**** Records for the task ****

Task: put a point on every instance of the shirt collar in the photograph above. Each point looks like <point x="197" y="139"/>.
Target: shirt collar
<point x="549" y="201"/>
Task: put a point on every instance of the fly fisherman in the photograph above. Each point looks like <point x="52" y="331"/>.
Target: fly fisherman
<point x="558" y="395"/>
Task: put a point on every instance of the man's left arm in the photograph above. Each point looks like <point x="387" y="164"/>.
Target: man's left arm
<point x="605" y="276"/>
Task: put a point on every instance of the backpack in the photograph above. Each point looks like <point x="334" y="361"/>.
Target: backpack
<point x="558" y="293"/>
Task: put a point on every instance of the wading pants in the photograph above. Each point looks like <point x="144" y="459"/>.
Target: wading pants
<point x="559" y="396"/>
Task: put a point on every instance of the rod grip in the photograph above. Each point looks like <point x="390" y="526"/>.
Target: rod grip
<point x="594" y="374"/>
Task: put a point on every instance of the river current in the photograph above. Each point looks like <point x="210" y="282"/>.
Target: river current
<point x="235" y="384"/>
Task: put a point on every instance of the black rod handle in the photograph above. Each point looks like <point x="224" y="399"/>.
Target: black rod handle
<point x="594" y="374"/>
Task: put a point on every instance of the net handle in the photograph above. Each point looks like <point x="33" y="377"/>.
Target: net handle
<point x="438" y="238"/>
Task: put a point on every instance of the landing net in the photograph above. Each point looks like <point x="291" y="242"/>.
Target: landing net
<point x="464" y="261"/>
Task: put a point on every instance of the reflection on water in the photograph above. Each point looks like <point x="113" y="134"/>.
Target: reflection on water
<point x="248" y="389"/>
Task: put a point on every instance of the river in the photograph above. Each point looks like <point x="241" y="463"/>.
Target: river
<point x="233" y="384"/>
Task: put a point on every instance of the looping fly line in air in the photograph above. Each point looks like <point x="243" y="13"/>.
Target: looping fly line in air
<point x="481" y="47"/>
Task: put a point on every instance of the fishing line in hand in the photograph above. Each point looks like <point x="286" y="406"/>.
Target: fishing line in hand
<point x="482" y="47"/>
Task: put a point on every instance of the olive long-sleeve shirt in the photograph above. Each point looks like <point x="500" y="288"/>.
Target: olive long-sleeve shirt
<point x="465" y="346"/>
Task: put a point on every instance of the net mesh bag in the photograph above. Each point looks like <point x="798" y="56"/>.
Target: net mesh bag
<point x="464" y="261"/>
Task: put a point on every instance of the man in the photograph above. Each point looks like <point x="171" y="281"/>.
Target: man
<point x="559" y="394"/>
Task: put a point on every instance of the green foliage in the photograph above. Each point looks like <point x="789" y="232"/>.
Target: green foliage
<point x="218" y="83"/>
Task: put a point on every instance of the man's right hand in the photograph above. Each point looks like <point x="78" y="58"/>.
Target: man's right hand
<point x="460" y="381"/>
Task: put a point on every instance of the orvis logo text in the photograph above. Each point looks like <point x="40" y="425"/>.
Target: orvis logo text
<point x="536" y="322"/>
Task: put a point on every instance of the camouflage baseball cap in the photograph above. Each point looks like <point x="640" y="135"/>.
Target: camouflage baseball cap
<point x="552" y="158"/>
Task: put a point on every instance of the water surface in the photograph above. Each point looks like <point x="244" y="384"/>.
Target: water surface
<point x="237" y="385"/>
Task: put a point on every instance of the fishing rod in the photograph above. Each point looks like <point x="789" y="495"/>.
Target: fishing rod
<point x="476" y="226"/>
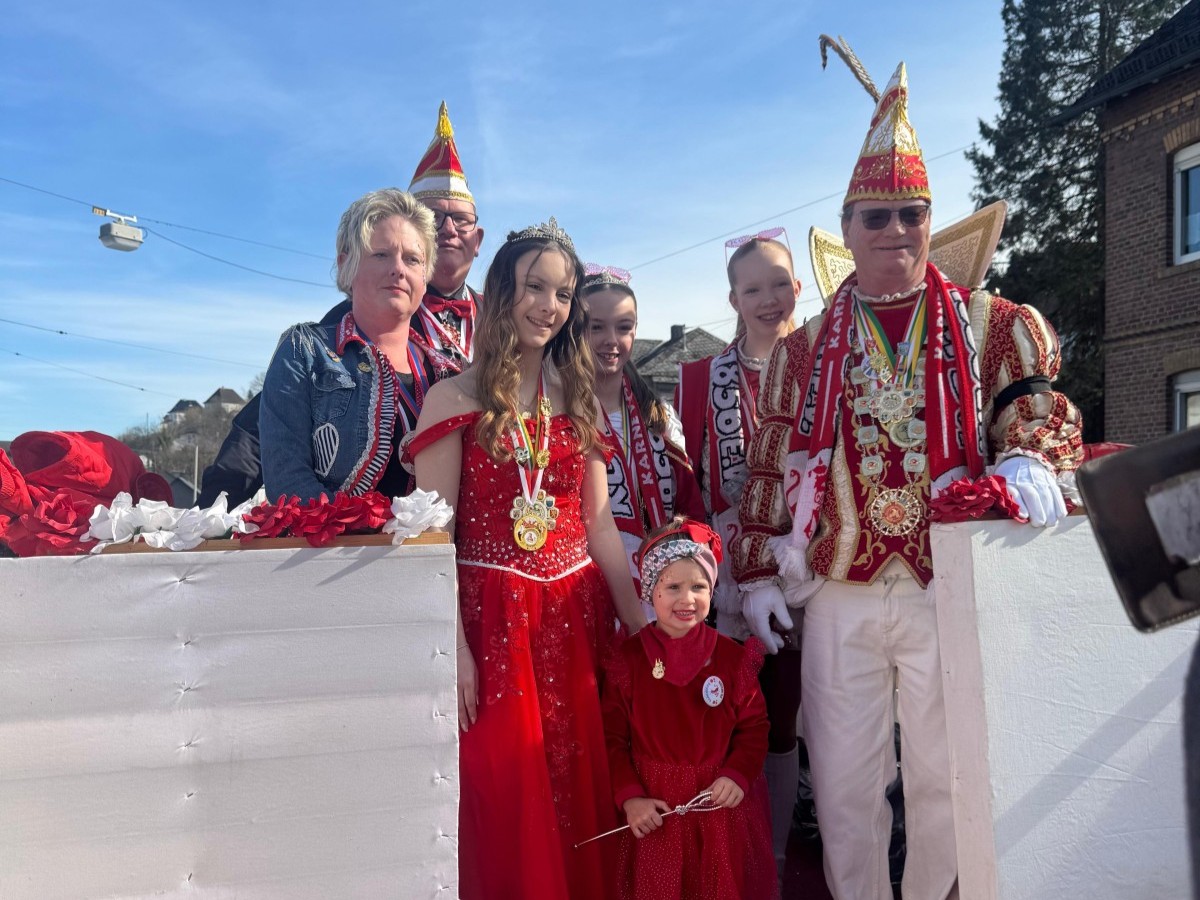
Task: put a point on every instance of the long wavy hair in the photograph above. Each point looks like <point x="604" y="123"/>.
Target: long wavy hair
<point x="751" y="246"/>
<point x="497" y="377"/>
<point x="653" y="409"/>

****

Make an exact copy of the lines from the one holding "Task: put a point on every instance of the orvis" through the end of the material, both ends included, and keep the pictures out of it.

Task: put a point on every instance of the orvis logo text in the photograph above. Each point looks like <point x="40" y="425"/>.
Target: orvis logo text
<point x="536" y="322"/>
Task: put a point on every instance of the camouflage baseball cap in the photograph above. Each point looks like <point x="640" y="135"/>.
Target: camouflage baseball cap
<point x="552" y="158"/>
Task: put a point on every instance of the water surface in the photograph above. Each point looks like <point x="244" y="384"/>.
Target: water surface
<point x="237" y="385"/>
Task: put a point on every instance of the fishing rod in the photograph above. Each point looks like <point x="789" y="495"/>.
Target: fishing rod
<point x="476" y="226"/>
Task: put a point on every instance of the long wavy hair in the photograph above. Each point looks like <point x="604" y="123"/>.
Target: long wavy hair
<point x="751" y="246"/>
<point x="497" y="377"/>
<point x="653" y="409"/>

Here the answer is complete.